TEXT PASSAGE =
Apologizing to the bees as I snipped off long stems of anise hyssop, the fuzzy purple flowers scented the air and my hands with aromas of licorice and mint. Stopping at the hydrangeas, I chose the smaller lime green heads tinged with deep pink to add to my armful of blooms. It is late September in the garden, the mist clings to the tall zinnias who are still blooming, they seem to offer their stems for cutting. I gather bunches of blue spirea and head to the herb boxes and clip swaths of peppermint and rosemary, the heavy air holds their fragrance. Tears mingle with rain as I lay out the bounty the garden has provided, starting with the hyssop I start to build the bouquet for Justin’s grave.
Wrapping the twine in and around the stems, tying off with a knot, I am aware of all my muscles knotted in anticipation. Justin died ten years ago, but the body holds the trauma, it waits for the unseen body slam of hearing that your son has died.
The mental partitions in my brain that keep the reality of how he died crumble in the days leading up to the anniversary. It can start with a small breach, a memory, the scent of chrysanthemums, and I can hear the knock on the door of the kind, gentle state trooper who had to tell us that Justin was dead. I divert more mental energy to keep the partitions up, because it gets no easier after ten years, and I can’t breathe when I remember those minutes and hours unfolding as we learned details of his death.

DATASET RECORDS =
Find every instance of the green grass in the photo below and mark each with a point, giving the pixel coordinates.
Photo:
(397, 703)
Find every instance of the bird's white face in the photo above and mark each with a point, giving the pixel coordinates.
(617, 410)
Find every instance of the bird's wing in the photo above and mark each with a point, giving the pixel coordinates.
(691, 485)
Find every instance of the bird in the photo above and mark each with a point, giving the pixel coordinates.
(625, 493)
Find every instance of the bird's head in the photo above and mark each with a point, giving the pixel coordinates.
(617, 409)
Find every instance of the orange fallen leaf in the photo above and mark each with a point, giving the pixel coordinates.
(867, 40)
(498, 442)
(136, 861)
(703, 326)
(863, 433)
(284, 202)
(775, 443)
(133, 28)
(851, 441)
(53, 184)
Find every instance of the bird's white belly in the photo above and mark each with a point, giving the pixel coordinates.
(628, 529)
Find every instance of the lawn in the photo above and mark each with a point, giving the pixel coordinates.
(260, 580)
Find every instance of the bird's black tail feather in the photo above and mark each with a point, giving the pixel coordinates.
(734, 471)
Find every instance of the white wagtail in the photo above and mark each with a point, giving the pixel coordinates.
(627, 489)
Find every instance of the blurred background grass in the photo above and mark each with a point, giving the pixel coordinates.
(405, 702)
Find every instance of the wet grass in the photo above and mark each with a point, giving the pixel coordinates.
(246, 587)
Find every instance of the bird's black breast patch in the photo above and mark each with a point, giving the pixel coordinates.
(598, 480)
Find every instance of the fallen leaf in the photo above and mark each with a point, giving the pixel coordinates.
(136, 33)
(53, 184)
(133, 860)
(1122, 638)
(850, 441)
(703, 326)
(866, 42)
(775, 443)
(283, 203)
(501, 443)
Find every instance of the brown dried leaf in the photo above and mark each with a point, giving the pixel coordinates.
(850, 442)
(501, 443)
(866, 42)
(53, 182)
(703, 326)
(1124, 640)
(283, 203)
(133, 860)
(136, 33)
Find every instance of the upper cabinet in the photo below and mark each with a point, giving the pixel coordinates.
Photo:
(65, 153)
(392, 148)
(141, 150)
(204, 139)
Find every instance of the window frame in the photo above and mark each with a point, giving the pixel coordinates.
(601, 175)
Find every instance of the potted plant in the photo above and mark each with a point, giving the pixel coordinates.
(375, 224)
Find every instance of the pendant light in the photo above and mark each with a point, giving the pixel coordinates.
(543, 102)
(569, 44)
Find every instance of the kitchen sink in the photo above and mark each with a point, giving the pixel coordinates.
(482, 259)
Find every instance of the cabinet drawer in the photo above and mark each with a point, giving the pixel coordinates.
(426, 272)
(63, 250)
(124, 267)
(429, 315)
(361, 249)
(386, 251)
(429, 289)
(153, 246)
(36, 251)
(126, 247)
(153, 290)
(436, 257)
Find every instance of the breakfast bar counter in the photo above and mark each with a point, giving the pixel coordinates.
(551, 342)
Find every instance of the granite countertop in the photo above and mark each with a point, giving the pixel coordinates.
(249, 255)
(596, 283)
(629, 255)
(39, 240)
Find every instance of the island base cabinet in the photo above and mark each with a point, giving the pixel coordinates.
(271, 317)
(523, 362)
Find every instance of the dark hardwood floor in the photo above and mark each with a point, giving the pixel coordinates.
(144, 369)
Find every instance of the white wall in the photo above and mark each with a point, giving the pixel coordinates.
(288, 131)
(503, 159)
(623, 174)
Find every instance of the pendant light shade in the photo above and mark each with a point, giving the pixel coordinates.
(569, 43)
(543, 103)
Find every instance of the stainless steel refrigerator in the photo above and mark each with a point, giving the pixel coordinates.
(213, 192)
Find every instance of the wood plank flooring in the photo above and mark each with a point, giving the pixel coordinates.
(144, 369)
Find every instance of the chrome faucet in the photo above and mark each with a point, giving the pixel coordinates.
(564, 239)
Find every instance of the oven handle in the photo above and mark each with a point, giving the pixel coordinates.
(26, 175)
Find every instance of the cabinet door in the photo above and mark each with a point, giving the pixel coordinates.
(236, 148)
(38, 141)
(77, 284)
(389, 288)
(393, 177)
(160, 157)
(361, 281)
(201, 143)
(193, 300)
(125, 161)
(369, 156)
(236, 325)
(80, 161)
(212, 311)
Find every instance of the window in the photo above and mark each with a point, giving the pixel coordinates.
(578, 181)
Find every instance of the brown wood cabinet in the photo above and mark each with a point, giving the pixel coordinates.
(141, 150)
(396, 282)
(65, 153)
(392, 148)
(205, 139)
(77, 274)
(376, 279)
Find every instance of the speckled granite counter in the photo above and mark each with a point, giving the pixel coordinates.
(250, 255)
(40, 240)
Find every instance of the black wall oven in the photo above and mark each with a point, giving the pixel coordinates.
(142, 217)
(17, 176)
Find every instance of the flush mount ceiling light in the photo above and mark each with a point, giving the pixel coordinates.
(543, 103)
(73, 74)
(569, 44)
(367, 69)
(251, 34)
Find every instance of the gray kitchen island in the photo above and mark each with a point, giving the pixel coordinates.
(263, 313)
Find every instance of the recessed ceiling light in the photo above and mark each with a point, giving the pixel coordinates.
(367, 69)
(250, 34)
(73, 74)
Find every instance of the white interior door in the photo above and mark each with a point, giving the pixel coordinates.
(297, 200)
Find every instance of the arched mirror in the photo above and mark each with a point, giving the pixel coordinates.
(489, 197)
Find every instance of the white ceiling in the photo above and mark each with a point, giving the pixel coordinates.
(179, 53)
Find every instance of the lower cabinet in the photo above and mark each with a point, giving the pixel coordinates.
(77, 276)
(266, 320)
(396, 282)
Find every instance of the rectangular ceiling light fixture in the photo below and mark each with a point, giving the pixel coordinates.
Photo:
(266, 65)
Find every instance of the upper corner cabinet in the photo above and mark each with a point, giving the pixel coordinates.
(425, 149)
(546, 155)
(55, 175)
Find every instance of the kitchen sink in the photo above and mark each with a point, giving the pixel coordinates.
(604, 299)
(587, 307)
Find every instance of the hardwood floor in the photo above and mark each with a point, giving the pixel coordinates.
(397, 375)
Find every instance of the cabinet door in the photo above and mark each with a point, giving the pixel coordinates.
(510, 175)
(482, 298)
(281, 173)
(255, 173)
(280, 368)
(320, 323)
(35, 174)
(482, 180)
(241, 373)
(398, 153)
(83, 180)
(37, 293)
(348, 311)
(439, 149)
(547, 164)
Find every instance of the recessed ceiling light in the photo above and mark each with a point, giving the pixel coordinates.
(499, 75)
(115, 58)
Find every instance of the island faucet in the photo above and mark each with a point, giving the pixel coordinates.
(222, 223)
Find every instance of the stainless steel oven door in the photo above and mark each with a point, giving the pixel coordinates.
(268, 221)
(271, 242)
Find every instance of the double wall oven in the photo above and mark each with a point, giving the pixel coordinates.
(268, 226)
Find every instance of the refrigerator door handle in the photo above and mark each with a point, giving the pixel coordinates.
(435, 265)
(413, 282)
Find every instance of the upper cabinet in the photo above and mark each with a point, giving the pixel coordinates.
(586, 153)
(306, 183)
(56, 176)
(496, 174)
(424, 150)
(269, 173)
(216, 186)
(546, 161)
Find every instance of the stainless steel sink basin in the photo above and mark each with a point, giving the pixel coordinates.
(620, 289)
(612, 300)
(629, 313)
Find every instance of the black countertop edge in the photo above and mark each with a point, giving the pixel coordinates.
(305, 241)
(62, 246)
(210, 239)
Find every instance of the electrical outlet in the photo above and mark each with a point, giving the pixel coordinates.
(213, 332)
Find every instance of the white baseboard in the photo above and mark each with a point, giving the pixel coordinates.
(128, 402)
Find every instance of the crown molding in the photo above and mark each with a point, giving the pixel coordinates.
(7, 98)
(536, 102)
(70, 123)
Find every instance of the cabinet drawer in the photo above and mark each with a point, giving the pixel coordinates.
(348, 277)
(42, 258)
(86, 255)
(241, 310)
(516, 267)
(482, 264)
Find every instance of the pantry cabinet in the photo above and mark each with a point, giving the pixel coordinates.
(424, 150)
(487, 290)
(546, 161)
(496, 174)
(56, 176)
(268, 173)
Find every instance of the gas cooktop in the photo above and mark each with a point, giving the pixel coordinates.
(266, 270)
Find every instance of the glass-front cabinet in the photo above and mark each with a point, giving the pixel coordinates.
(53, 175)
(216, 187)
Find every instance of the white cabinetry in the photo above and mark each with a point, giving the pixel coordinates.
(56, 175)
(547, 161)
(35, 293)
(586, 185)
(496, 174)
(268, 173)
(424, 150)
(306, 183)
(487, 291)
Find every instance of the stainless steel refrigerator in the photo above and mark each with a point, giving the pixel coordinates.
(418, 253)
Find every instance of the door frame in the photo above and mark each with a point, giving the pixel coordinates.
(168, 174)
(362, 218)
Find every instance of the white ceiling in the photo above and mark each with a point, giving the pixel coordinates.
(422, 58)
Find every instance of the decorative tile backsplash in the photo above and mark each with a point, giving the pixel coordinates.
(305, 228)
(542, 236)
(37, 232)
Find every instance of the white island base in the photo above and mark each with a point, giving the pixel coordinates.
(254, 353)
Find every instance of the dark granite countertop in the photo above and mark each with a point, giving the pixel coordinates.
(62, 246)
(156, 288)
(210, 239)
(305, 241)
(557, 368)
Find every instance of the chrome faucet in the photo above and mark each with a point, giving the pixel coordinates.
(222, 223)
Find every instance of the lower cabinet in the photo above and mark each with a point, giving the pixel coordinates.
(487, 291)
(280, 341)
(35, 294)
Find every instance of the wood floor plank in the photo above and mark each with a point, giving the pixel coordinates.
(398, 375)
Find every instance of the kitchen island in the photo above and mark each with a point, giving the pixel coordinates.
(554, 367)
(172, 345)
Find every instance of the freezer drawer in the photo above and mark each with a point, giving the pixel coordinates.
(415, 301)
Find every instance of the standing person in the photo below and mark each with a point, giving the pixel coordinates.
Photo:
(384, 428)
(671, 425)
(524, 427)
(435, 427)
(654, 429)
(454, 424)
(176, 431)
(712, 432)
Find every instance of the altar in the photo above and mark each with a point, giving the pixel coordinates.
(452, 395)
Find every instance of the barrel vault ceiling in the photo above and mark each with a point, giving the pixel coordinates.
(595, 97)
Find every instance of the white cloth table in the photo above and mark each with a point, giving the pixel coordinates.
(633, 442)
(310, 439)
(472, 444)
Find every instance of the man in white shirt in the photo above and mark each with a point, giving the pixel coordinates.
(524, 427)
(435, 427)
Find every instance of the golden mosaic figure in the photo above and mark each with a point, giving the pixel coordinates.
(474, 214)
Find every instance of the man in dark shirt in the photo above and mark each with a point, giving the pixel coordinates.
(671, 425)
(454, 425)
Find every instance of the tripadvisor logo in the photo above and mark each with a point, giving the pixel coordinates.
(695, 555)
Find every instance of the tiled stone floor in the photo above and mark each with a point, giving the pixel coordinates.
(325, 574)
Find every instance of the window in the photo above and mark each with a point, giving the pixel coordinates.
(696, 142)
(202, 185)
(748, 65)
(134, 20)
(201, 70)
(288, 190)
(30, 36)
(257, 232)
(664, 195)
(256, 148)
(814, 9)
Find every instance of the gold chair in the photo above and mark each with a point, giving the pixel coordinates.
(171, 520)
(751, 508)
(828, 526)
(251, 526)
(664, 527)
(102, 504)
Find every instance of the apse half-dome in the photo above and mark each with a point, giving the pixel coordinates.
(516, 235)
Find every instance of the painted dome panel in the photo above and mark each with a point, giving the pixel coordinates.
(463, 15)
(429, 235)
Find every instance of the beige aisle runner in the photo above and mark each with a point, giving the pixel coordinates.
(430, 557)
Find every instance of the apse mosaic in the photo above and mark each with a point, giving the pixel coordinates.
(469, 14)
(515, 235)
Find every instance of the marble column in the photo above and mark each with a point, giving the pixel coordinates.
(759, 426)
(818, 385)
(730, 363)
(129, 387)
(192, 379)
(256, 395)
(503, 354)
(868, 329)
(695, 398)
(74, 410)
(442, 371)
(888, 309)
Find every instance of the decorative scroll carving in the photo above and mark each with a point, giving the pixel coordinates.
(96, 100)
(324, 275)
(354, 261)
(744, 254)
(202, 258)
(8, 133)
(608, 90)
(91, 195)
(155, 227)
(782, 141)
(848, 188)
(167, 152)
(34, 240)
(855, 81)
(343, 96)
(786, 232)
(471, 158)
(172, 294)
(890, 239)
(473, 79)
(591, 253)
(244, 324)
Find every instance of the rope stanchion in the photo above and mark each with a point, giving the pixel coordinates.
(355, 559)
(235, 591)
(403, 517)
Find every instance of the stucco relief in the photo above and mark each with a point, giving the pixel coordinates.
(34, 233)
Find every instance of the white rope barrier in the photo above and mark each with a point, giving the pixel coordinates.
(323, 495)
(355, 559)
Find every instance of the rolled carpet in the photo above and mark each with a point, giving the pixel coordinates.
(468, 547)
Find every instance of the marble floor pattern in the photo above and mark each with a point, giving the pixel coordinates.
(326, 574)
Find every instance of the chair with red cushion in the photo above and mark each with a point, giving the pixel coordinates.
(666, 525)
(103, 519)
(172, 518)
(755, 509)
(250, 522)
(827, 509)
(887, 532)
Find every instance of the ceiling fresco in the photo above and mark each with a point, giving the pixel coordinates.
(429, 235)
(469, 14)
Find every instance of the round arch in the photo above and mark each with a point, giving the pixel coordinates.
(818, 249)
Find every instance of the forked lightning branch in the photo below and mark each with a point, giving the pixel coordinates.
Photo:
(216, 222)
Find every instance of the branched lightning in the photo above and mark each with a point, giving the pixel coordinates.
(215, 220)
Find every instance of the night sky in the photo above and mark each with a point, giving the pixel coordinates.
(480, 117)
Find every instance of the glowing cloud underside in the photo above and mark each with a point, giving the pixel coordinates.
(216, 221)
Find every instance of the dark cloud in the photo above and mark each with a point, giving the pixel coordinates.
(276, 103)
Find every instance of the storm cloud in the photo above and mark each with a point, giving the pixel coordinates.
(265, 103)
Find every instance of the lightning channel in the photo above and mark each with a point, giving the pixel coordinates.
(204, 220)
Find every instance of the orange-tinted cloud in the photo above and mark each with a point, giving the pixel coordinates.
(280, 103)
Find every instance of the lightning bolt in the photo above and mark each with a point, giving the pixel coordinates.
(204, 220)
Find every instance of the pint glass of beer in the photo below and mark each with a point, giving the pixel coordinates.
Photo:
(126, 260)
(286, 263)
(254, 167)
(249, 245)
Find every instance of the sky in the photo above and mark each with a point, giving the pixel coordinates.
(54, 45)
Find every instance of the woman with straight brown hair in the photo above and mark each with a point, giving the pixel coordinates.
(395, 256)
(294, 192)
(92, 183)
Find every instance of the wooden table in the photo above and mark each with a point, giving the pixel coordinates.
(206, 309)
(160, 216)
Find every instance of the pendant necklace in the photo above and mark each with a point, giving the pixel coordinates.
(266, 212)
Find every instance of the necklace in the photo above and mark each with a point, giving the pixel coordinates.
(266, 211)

WORK ORDER = Reproduce the garden passage word for word between "The mental partitions" and "of his death.", inclusive. The lines come from a different source than the text.

ANSWER SECTION =
The mental partitions in my brain that keep the reality of how he died crumble in the days leading up to the anniversary. It can start with a small breach, a memory, the scent of chrysanthemums, and I can hear the knock on the door of the kind, gentle state trooper who had to tell us that Justin was dead. I divert more mental energy to keep the partitions up, because it gets no easier after ten years, and I can’t breathe when I remember those minutes and hours unfolding as we learned details of his death.